** start of SUPPLIED RECORDS **

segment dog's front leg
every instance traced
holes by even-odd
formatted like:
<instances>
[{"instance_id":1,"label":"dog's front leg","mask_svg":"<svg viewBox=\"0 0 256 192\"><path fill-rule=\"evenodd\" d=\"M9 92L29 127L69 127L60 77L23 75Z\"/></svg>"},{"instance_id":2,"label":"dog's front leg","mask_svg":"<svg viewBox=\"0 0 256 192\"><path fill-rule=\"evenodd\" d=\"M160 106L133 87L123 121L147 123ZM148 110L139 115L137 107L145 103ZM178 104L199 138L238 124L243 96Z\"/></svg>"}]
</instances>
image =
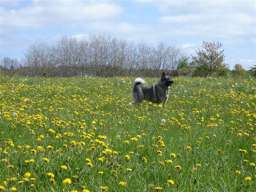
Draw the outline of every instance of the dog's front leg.
<instances>
[{"instance_id":1,"label":"dog's front leg","mask_svg":"<svg viewBox=\"0 0 256 192\"><path fill-rule=\"evenodd\" d=\"M166 104L166 103L167 102L167 100L168 100L168 98L169 97L167 97L165 100L163 102L162 104L165 105Z\"/></svg>"}]
</instances>

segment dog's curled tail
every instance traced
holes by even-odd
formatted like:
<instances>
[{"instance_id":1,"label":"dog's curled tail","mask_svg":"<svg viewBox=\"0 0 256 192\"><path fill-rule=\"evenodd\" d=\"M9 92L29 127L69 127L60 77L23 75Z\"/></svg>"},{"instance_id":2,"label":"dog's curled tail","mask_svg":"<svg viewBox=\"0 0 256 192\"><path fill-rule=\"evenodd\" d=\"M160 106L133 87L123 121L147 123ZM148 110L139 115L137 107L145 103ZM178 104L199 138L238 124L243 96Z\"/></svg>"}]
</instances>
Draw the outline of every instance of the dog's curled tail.
<instances>
[{"instance_id":1,"label":"dog's curled tail","mask_svg":"<svg viewBox=\"0 0 256 192\"><path fill-rule=\"evenodd\" d=\"M145 84L145 81L143 80L142 78L139 77L137 78L134 81L134 84L133 85L134 87L135 87L136 85L140 85L141 84Z\"/></svg>"}]
</instances>

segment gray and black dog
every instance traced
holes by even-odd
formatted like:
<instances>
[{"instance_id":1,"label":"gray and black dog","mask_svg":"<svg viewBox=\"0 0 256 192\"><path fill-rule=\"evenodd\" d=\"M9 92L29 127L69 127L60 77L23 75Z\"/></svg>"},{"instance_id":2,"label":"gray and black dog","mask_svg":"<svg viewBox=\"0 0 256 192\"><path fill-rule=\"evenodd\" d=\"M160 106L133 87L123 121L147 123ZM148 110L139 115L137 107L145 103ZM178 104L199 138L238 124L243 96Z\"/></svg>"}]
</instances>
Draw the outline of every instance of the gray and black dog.
<instances>
[{"instance_id":1,"label":"gray and black dog","mask_svg":"<svg viewBox=\"0 0 256 192\"><path fill-rule=\"evenodd\" d=\"M132 91L132 97L135 104L140 104L145 99L156 103L165 105L169 97L170 87L173 83L168 73L164 72L159 82L153 85L145 84L141 78L137 78L134 81L133 88Z\"/></svg>"}]
</instances>

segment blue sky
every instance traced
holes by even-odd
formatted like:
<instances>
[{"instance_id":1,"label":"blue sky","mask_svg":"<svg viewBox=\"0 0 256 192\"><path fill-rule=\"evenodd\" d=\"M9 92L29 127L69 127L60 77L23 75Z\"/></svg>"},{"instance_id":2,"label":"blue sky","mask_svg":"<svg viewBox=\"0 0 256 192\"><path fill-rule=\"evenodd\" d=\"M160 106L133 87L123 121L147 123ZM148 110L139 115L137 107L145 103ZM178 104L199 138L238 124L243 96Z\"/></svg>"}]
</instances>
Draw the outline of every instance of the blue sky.
<instances>
[{"instance_id":1,"label":"blue sky","mask_svg":"<svg viewBox=\"0 0 256 192\"><path fill-rule=\"evenodd\" d=\"M152 45L175 45L187 56L203 41L219 41L231 69L256 63L255 1L0 0L0 54L21 60L36 41L108 33Z\"/></svg>"}]
</instances>

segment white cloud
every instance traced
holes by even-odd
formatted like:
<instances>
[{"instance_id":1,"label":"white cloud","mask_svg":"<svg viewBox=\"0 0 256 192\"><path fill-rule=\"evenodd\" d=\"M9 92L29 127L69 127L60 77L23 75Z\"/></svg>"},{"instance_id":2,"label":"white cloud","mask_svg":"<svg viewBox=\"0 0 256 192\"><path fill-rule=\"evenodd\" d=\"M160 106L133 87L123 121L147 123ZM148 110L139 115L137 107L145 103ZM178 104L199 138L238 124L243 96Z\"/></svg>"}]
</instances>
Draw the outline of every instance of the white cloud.
<instances>
[{"instance_id":1,"label":"white cloud","mask_svg":"<svg viewBox=\"0 0 256 192\"><path fill-rule=\"evenodd\" d=\"M179 29L181 35L223 38L255 34L255 3L254 1L168 1L162 3L153 3L165 15L158 18L159 24L168 26L173 32L178 32Z\"/></svg>"},{"instance_id":2,"label":"white cloud","mask_svg":"<svg viewBox=\"0 0 256 192\"><path fill-rule=\"evenodd\" d=\"M75 3L74 3L74 2ZM2 27L38 28L46 25L109 19L120 14L121 7L108 2L38 1L19 9L0 8Z\"/></svg>"},{"instance_id":3,"label":"white cloud","mask_svg":"<svg viewBox=\"0 0 256 192\"><path fill-rule=\"evenodd\" d=\"M196 46L196 44L191 44L190 43L185 43L181 45L181 47L182 48L186 48L187 47L194 47Z\"/></svg>"},{"instance_id":4,"label":"white cloud","mask_svg":"<svg viewBox=\"0 0 256 192\"><path fill-rule=\"evenodd\" d=\"M88 34L82 34L82 33L79 33L78 34L76 34L71 36L71 37L79 39L84 38L87 38L89 37L89 35Z\"/></svg>"},{"instance_id":5,"label":"white cloud","mask_svg":"<svg viewBox=\"0 0 256 192\"><path fill-rule=\"evenodd\" d=\"M15 0L1 0L0 1L0 5L1 6L16 7L19 4L20 2L20 1Z\"/></svg>"}]
</instances>

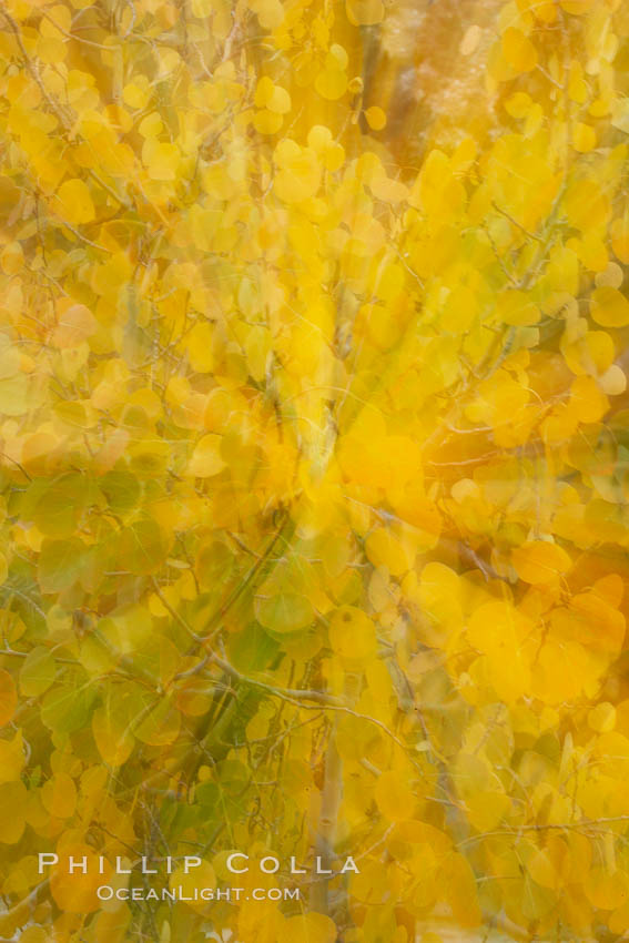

** end of SUPPLIED RECORDS **

- _EXERCISE PROMPT_
Copy all of the data above word for word, leaving out the pictures.

- _ANSWER TO THE PROBLEM_
segment dog's front leg
every instance traced
holes by even-odd
formatted like:
<instances>
[{"instance_id":1,"label":"dog's front leg","mask_svg":"<svg viewBox=\"0 0 256 192\"><path fill-rule=\"evenodd\" d=\"M9 92L29 127L69 127L60 77L23 75Z\"/></svg>"},{"instance_id":2,"label":"dog's front leg","mask_svg":"<svg viewBox=\"0 0 256 192\"><path fill-rule=\"evenodd\" d=\"M160 106L133 87L123 121L147 123ZM148 110L139 115L137 107L145 103ZM178 104L199 138L238 124L243 96Z\"/></svg>"}]
</instances>
image =
Draw the outline of every instance of the dog's front leg.
<instances>
[{"instance_id":1,"label":"dog's front leg","mask_svg":"<svg viewBox=\"0 0 256 192\"><path fill-rule=\"evenodd\" d=\"M166 104L166 103L167 102L167 100L168 100L168 98L169 97L167 97L165 100L163 102L162 104L165 105Z\"/></svg>"}]
</instances>

segment dog's curled tail
every instance traced
holes by even-odd
formatted like:
<instances>
[{"instance_id":1,"label":"dog's curled tail","mask_svg":"<svg viewBox=\"0 0 256 192\"><path fill-rule=\"evenodd\" d=\"M9 92L29 127L69 127L60 77L23 75Z\"/></svg>"},{"instance_id":2,"label":"dog's curled tail","mask_svg":"<svg viewBox=\"0 0 256 192\"><path fill-rule=\"evenodd\" d=\"M160 106L133 87L123 121L147 123ZM148 110L139 115L137 107L145 103ZM178 104L199 138L238 124L243 96Z\"/></svg>"}]
</instances>
Draw the outline of every instance of the dog's curled tail.
<instances>
[{"instance_id":1,"label":"dog's curled tail","mask_svg":"<svg viewBox=\"0 0 256 192\"><path fill-rule=\"evenodd\" d=\"M145 84L145 81L143 80L142 78L139 77L137 78L134 81L134 84L133 85L134 87L135 87L136 85L140 85L141 84Z\"/></svg>"}]
</instances>

segment gray and black dog
every instance traced
holes by even-odd
formatted like:
<instances>
[{"instance_id":1,"label":"gray and black dog","mask_svg":"<svg viewBox=\"0 0 256 192\"><path fill-rule=\"evenodd\" d=\"M9 92L29 127L69 127L60 77L23 75Z\"/></svg>"},{"instance_id":2,"label":"gray and black dog","mask_svg":"<svg viewBox=\"0 0 256 192\"><path fill-rule=\"evenodd\" d=\"M160 106L133 87L123 121L147 123ZM148 110L139 115L137 107L145 103ZM178 104L199 138L238 124L243 96Z\"/></svg>"}]
</instances>
Draw the outline of every instance of the gray and black dog.
<instances>
[{"instance_id":1,"label":"gray and black dog","mask_svg":"<svg viewBox=\"0 0 256 192\"><path fill-rule=\"evenodd\" d=\"M132 91L132 97L135 104L140 104L145 99L156 103L165 105L169 97L170 87L173 83L168 73L164 72L159 82L153 85L145 84L141 78L137 78L134 81L133 88Z\"/></svg>"}]
</instances>

segment blue sky
every instance traced
holes by even-odd
formatted like:
<instances>
[{"instance_id":1,"label":"blue sky","mask_svg":"<svg viewBox=\"0 0 256 192\"><path fill-rule=\"evenodd\" d=\"M9 92L29 127L69 127L60 77L23 75Z\"/></svg>"},{"instance_id":2,"label":"blue sky","mask_svg":"<svg viewBox=\"0 0 256 192\"><path fill-rule=\"evenodd\" d=\"M160 106L133 87L123 121L147 123ZM148 110L139 115L137 107L145 103ZM178 104L199 138L238 124L243 96Z\"/></svg>"}]
</instances>
Draw the outline of every instance of the blue sky.
<instances>
[{"instance_id":1,"label":"blue sky","mask_svg":"<svg viewBox=\"0 0 256 192\"><path fill-rule=\"evenodd\" d=\"M152 45L175 45L187 56L203 41L219 41L231 69L256 63L255 1L0 0L0 54L21 60L36 41L108 33Z\"/></svg>"}]
</instances>

segment white cloud
every instance traced
holes by even-odd
formatted like:
<instances>
[{"instance_id":1,"label":"white cloud","mask_svg":"<svg viewBox=\"0 0 256 192\"><path fill-rule=\"evenodd\" d=\"M9 92L29 127L69 127L60 77L23 75Z\"/></svg>"},{"instance_id":2,"label":"white cloud","mask_svg":"<svg viewBox=\"0 0 256 192\"><path fill-rule=\"evenodd\" d=\"M160 106L133 87L123 121L147 123ZM148 110L139 115L137 107L145 103ZM178 104L199 138L238 124L243 96Z\"/></svg>"}]
</instances>
Draw the outline of every instance of the white cloud.
<instances>
[{"instance_id":1,"label":"white cloud","mask_svg":"<svg viewBox=\"0 0 256 192\"><path fill-rule=\"evenodd\" d=\"M179 29L181 35L223 38L255 34L255 3L254 1L168 1L162 3L153 3L165 15L158 18L159 24L168 26L173 32L178 32Z\"/></svg>"},{"instance_id":2,"label":"white cloud","mask_svg":"<svg viewBox=\"0 0 256 192\"><path fill-rule=\"evenodd\" d=\"M75 3L74 3L74 2ZM2 27L38 28L46 25L109 19L120 14L121 7L108 2L38 1L19 9L0 8Z\"/></svg>"},{"instance_id":3,"label":"white cloud","mask_svg":"<svg viewBox=\"0 0 256 192\"><path fill-rule=\"evenodd\" d=\"M196 46L196 44L191 44L190 43L185 43L181 45L181 47L182 48L186 48L187 47L194 47Z\"/></svg>"},{"instance_id":4,"label":"white cloud","mask_svg":"<svg viewBox=\"0 0 256 192\"><path fill-rule=\"evenodd\" d=\"M88 34L82 34L82 33L79 33L78 34L76 34L71 36L71 37L79 39L84 38L87 38L89 37L89 35Z\"/></svg>"},{"instance_id":5,"label":"white cloud","mask_svg":"<svg viewBox=\"0 0 256 192\"><path fill-rule=\"evenodd\" d=\"M15 0L1 0L0 1L0 5L1 6L16 7L19 4L20 2L20 1Z\"/></svg>"}]
</instances>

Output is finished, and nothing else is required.